The full set of entries has to be output exactly.

Segment Open

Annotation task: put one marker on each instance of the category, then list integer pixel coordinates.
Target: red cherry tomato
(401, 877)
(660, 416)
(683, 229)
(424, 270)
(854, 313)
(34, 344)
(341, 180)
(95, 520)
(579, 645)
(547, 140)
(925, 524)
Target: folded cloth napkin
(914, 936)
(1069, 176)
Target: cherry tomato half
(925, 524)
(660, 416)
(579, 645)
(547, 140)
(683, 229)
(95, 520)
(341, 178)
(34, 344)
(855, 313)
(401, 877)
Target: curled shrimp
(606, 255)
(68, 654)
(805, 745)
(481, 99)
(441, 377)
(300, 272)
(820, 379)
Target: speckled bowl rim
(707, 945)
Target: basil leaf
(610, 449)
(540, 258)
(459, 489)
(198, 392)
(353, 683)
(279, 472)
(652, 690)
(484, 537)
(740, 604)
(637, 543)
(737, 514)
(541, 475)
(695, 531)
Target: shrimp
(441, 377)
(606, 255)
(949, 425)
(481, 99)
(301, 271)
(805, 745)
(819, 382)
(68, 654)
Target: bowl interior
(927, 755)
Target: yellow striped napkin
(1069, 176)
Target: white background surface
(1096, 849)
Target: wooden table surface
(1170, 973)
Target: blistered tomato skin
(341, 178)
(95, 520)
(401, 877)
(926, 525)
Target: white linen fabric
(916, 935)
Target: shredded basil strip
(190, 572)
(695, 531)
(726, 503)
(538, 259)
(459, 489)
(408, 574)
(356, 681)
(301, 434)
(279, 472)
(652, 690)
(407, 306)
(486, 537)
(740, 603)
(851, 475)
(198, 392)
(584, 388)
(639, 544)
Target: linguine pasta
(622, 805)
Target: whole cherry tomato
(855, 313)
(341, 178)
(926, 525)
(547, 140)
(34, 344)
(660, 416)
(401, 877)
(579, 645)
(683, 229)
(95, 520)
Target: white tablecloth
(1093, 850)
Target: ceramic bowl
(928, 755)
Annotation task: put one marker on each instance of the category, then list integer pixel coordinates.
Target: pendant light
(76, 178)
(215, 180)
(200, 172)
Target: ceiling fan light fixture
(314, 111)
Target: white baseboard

Segment Closed

**WRITTEN ANSWER**.
Annotation task: put one marker on each instance of the category, then list integer pixel coordinates.
Target: red cherry tomato
(401, 877)
(660, 416)
(683, 229)
(424, 270)
(854, 313)
(34, 344)
(341, 180)
(95, 520)
(579, 645)
(547, 140)
(925, 524)
Target: folded cloth napkin
(914, 936)
(1069, 176)
Target: cherry tomato half
(925, 524)
(660, 416)
(579, 645)
(547, 140)
(683, 229)
(95, 520)
(341, 178)
(34, 344)
(855, 313)
(401, 877)
Target: curled shrimp
(606, 255)
(68, 654)
(805, 745)
(481, 99)
(441, 377)
(300, 272)
(820, 379)
Target: speckled bowl rim
(707, 945)
Target: basil leaf
(610, 449)
(540, 258)
(459, 489)
(198, 392)
(353, 683)
(279, 472)
(652, 690)
(484, 537)
(740, 604)
(637, 543)
(737, 514)
(541, 475)
(695, 531)
Target: shrimp
(441, 377)
(606, 255)
(949, 425)
(481, 99)
(301, 271)
(805, 745)
(819, 382)
(68, 654)
Target: bowl interior
(927, 755)
Target: yellow striped napkin
(1069, 176)
Target: white background surface
(1096, 849)
Target: wooden table surface
(1170, 973)
Target: blistered tomato skin
(341, 178)
(95, 520)
(401, 877)
(926, 525)
Target: white linen fabric
(916, 935)
Target: shredded basil strip
(190, 572)
(695, 531)
(726, 503)
(538, 259)
(459, 489)
(408, 574)
(356, 681)
(301, 434)
(279, 472)
(652, 690)
(407, 306)
(486, 537)
(740, 603)
(851, 475)
(198, 392)
(584, 388)
(639, 544)
Target: linguine pasta
(622, 805)
Target: whole cherry tomato
(855, 313)
(341, 178)
(926, 525)
(547, 140)
(34, 344)
(660, 416)
(401, 877)
(579, 645)
(683, 229)
(95, 520)
Target: white tablecloth
(1093, 850)
Target: ceramic bowl
(928, 755)
Annotation task: put one marker on each instance of the category, then list integer pixel coordinates.
Target: pendant light
(76, 178)
(215, 180)
(200, 172)
Target: ceiling fan light fixture
(314, 111)
Target: white baseboard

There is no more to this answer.